*Exercise details*
Output every line of the material exactly, omitting images.
* * * * *
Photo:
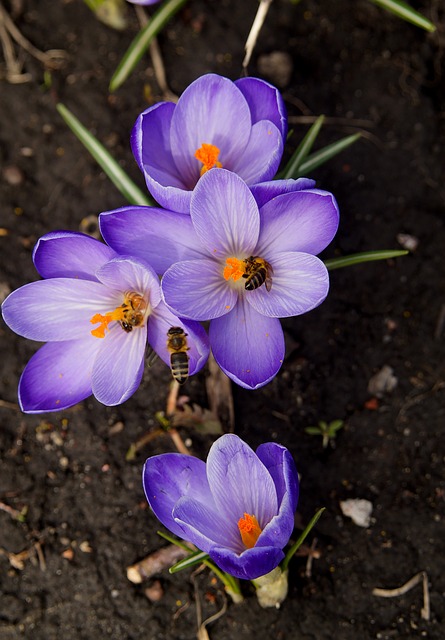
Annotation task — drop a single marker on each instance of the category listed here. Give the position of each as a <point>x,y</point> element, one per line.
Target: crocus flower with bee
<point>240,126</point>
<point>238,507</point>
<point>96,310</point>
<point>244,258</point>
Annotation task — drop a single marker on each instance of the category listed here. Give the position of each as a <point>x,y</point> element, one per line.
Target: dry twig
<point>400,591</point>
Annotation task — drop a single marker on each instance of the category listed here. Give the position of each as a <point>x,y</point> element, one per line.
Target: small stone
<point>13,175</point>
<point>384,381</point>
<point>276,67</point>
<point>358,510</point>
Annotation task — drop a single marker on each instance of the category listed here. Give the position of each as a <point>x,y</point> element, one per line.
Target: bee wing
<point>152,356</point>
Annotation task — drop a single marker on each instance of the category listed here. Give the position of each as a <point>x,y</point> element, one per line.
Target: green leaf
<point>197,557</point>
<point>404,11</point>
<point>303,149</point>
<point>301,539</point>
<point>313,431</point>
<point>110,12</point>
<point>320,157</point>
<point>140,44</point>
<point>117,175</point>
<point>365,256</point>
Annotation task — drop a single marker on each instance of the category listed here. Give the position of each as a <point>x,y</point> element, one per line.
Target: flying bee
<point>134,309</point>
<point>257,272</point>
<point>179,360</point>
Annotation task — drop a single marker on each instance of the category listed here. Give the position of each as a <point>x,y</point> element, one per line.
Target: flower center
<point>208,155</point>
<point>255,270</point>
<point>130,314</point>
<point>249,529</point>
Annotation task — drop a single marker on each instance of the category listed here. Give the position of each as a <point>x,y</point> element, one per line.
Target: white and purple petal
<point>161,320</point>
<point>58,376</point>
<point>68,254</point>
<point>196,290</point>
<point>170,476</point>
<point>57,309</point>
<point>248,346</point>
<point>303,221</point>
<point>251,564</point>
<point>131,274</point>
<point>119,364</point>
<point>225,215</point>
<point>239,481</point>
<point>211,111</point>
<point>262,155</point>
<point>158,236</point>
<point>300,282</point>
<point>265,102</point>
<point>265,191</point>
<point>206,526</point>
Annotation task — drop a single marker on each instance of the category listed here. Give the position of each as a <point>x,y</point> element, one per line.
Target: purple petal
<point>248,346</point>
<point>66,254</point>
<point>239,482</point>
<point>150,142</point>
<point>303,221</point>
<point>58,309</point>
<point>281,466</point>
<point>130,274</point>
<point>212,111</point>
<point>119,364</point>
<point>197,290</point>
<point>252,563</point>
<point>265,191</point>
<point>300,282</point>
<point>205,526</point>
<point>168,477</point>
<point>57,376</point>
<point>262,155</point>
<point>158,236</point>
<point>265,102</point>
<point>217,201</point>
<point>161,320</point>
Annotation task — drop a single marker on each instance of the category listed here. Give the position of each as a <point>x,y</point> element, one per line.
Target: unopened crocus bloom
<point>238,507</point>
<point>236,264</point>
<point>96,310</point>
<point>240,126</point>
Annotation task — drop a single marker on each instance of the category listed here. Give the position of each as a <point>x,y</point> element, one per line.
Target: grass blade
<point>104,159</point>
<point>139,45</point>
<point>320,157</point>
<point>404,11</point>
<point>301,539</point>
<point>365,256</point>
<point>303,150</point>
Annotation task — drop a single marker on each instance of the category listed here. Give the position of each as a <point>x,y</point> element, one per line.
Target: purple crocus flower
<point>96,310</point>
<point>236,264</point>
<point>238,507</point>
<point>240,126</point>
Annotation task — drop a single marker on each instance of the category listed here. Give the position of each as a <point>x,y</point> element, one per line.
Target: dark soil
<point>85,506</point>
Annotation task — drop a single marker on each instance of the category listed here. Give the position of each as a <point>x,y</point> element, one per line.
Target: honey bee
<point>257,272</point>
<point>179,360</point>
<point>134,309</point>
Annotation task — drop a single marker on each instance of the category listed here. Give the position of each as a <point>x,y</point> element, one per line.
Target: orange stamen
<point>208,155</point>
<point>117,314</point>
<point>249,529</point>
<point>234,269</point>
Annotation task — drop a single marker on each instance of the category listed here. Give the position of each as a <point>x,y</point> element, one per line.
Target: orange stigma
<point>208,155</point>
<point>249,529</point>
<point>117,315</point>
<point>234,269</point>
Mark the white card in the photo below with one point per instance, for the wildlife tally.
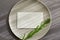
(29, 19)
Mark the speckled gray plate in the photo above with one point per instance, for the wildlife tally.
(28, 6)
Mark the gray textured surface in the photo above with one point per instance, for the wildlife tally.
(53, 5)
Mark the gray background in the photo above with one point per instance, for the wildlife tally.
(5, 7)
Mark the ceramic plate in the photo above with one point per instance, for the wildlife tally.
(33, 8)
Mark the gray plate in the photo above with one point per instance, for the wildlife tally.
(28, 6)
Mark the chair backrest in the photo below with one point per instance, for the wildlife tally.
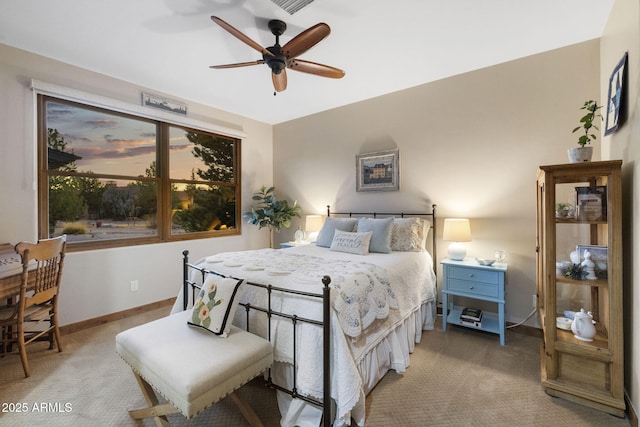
* * * * *
*Output for this task*
Photo:
Annotation task — drop a single marker on each instance of the category listed here. Give the position of each as a <point>x,y</point> element, one per line.
Target: crocus flower with bee
<point>240,126</point>
<point>238,507</point>
<point>96,310</point>
<point>244,258</point>
Annotation task — drop a single marker on each instance of the category listed here. Give the position of each as a <point>x,y</point> element, one per line.
Target: dry twig
<point>400,591</point>
Annotation task — drop a single marker on each instance of the category listed here. Give the position of each as a <point>x,y</point> element, one per line.
Target: small stone
<point>13,175</point>
<point>384,381</point>
<point>276,67</point>
<point>358,510</point>
Annotation task — drop a single marker on each instance of the category listed here. Give the position of each as a <point>x,y</point> element, one per line.
Target: bee wing
<point>152,356</point>
Annotation task — drop a single marker on each instance of the category listed here. Give the position of each as a <point>x,y</point> element, one per line.
Target: green leaf
<point>197,557</point>
<point>404,11</point>
<point>303,149</point>
<point>301,539</point>
<point>313,431</point>
<point>110,12</point>
<point>320,157</point>
<point>140,44</point>
<point>117,175</point>
<point>365,256</point>
Annotation task — drop a single marker on each instance of the category listed here. Give the position of each as a <point>x,y</point> element, one per line.
Target: flying bee
<point>134,309</point>
<point>257,272</point>
<point>179,360</point>
Annotation task — drop a single marker on each instance of the category listed here. Give the position of each as a <point>x,y</point> element, one per line.
Target: flower center
<point>208,155</point>
<point>255,270</point>
<point>130,314</point>
<point>249,529</point>
Annotation task — drop a single marker on each instance of the category listed here. Give the position of each as a <point>x,y</point> element, one per line.
Target: white and purple petal
<point>161,320</point>
<point>58,376</point>
<point>68,254</point>
<point>196,290</point>
<point>170,476</point>
<point>57,309</point>
<point>248,346</point>
<point>303,221</point>
<point>251,564</point>
<point>131,274</point>
<point>119,364</point>
<point>225,215</point>
<point>239,481</point>
<point>211,111</point>
<point>262,155</point>
<point>158,236</point>
<point>300,282</point>
<point>265,102</point>
<point>265,191</point>
<point>206,526</point>
Annotation task — drop a single marker on each instance of the category listed here. Give the position of each as a <point>x,y</point> element, one per line.
Target: purple petal
<point>248,346</point>
<point>66,254</point>
<point>239,482</point>
<point>150,142</point>
<point>303,221</point>
<point>58,309</point>
<point>281,466</point>
<point>130,274</point>
<point>212,111</point>
<point>119,364</point>
<point>197,290</point>
<point>252,563</point>
<point>265,191</point>
<point>300,282</point>
<point>205,526</point>
<point>168,477</point>
<point>57,376</point>
<point>262,155</point>
<point>158,236</point>
<point>265,102</point>
<point>217,201</point>
<point>161,320</point>
Annotation task — drop a single marker on each instance of the category listed here. Give the position of each as a <point>x,y</point> element, one per line.
Target: unopened crocus bloom
<point>238,507</point>
<point>236,264</point>
<point>96,310</point>
<point>240,126</point>
Annotation task — drop a single marker on each instance of the category listed here. Give the position of each as a <point>x,y</point> element, one per line.
Target: grass blade
<point>104,159</point>
<point>139,45</point>
<point>320,157</point>
<point>404,11</point>
<point>301,539</point>
<point>365,256</point>
<point>303,150</point>
Annotation task — drop a single marker on each instance of the category listed here. Give the position of each as a <point>x,y</point> element, one per line.
Target: purple crocus flower
<point>96,310</point>
<point>236,264</point>
<point>238,507</point>
<point>240,126</point>
Annotation task — drop a single marker on each instance of the category listed here. Give the position of each as a <point>x,y</point> element, one per line.
Target: dark soil
<point>85,506</point>
Annotation task — drop a single marker on each instance of the category listed here. Give the position of each as a <point>x,y</point> element, one per line.
Target: honey bee
<point>257,272</point>
<point>179,360</point>
<point>134,309</point>
Annotation task — drop a single marker on each instance of the category listed here. Give the position of each as a <point>x,y</point> element, one per line.
Target: orange stamen
<point>208,155</point>
<point>117,314</point>
<point>249,529</point>
<point>234,269</point>
Annotation task — drop a single marker on each instance of the category listed here. Give the position of each as a <point>x,y</point> element, one per line.
Target: orange stigma
<point>208,155</point>
<point>249,529</point>
<point>117,315</point>
<point>234,269</point>
Mark the white card in the photo below with one point per instance, for the wildlife tally.
(29, 19)
Mark the speckled gray plate in the photo above with one point per instance, for the wildlife tally.
(28, 6)
Mark the gray textured surface in the photo above with one point per instance, for the wildlife tally.
(53, 5)
Mark the gray background in the photo above with one point per instance, for the wildlife tally.
(5, 7)
Mark the ceramic plate in the photo above with one point per instance, for the wildlife tally.
(33, 8)
Mark the gray plate in the photo above with one point per instance, for the wildlife tally.
(28, 6)
Mark the chair backrest in the photo below with one point per instance, for the wildlife tally.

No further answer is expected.